>>>>

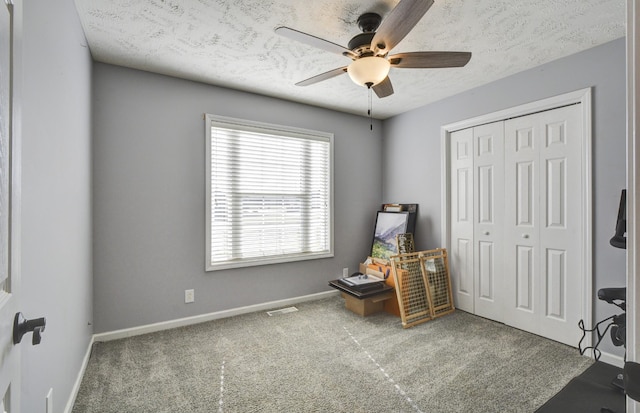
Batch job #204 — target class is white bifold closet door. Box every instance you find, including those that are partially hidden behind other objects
[504,105,583,346]
[451,122,504,321]
[450,105,584,346]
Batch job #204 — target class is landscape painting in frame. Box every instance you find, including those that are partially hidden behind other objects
[371,211,409,260]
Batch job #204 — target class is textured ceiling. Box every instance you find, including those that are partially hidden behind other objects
[76,0,626,119]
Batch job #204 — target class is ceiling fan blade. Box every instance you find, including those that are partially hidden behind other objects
[275,26,356,58]
[371,0,433,54]
[296,66,347,86]
[389,52,471,69]
[373,76,393,98]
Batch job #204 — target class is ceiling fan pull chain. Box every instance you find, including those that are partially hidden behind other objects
[367,86,373,130]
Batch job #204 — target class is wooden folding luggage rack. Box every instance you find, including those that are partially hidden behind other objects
[390,248,455,328]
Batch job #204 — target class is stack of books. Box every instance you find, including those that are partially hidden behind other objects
[338,274,384,293]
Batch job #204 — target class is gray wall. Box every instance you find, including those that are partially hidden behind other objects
[382,39,626,354]
[93,64,382,333]
[19,0,93,412]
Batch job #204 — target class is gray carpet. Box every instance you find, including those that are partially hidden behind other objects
[73,296,593,413]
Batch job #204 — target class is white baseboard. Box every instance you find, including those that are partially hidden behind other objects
[64,290,339,413]
[64,337,94,413]
[600,351,624,368]
[93,290,339,342]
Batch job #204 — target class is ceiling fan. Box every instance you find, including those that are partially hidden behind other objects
[275,0,471,98]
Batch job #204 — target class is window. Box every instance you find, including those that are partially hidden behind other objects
[205,115,333,271]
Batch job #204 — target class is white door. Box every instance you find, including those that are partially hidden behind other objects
[0,2,20,413]
[473,122,504,322]
[449,128,475,313]
[504,105,584,346]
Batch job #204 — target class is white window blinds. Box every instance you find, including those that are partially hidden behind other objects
[206,115,333,270]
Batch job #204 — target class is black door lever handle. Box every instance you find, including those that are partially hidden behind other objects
[13,313,47,346]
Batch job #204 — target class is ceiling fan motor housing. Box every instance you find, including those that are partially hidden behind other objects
[347,13,382,54]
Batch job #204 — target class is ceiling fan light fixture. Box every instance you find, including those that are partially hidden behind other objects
[347,56,391,87]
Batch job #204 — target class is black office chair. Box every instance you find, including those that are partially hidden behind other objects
[578,189,627,364]
[578,189,640,413]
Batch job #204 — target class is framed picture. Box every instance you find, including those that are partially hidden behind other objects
[371,211,409,260]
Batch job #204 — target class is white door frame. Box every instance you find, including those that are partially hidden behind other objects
[440,88,596,346]
[626,0,640,413]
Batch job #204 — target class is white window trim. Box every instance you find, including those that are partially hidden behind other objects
[205,114,334,271]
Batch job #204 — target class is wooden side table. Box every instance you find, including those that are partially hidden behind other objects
[329,280,396,316]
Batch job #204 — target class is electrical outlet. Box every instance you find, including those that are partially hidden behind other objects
[45,388,53,413]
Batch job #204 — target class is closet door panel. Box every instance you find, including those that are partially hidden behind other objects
[449,129,474,313]
[504,115,540,332]
[473,122,504,321]
[538,105,585,346]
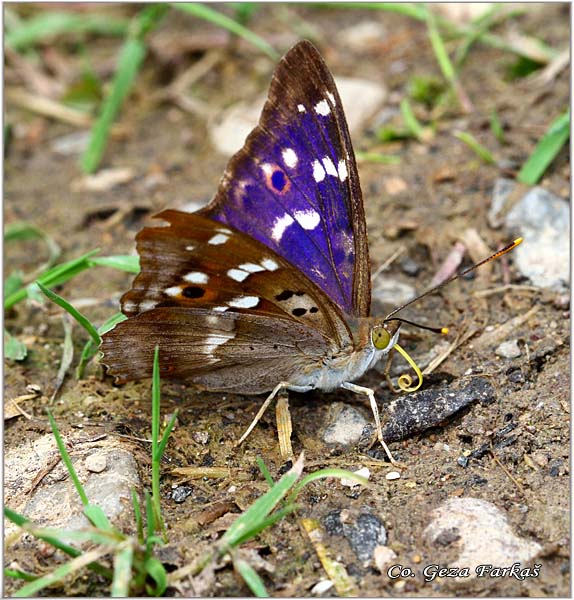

<<<<

Render the part of the material above that begins at the line containing "Batch job #204 — target class is black door" and ends after the line containing "[578,189,640,413]" as a Markdown table. Use the columns Row and Text, give each nonblank line its own numbered row, and leave out blank lines.

* _Answer to the task_:
| Row | Text |
|---|---|
| 1 | Batch job #204 — target class is black door lever handle. Box every instance you find, including those that are partially hidden behind other objects |
| 2 | [13,313,47,346] |
| 3 | Batch job #204 — target class is ceiling fan motor housing. Box every instance you find, including those that are partially hidden behind other objects |
| 4 | [347,13,382,54] |
| 5 | Batch job #204 — target class is ceiling fan light fixture. Box every instance you find, including those that are partially hidden behind other objects |
| 6 | [347,56,391,87] |
| 7 | Batch job #204 — target class is black office chair. Box every instance you find, including those that are partially hidden behind other objects |
| 8 | [578,189,627,364] |
| 9 | [578,189,640,413] |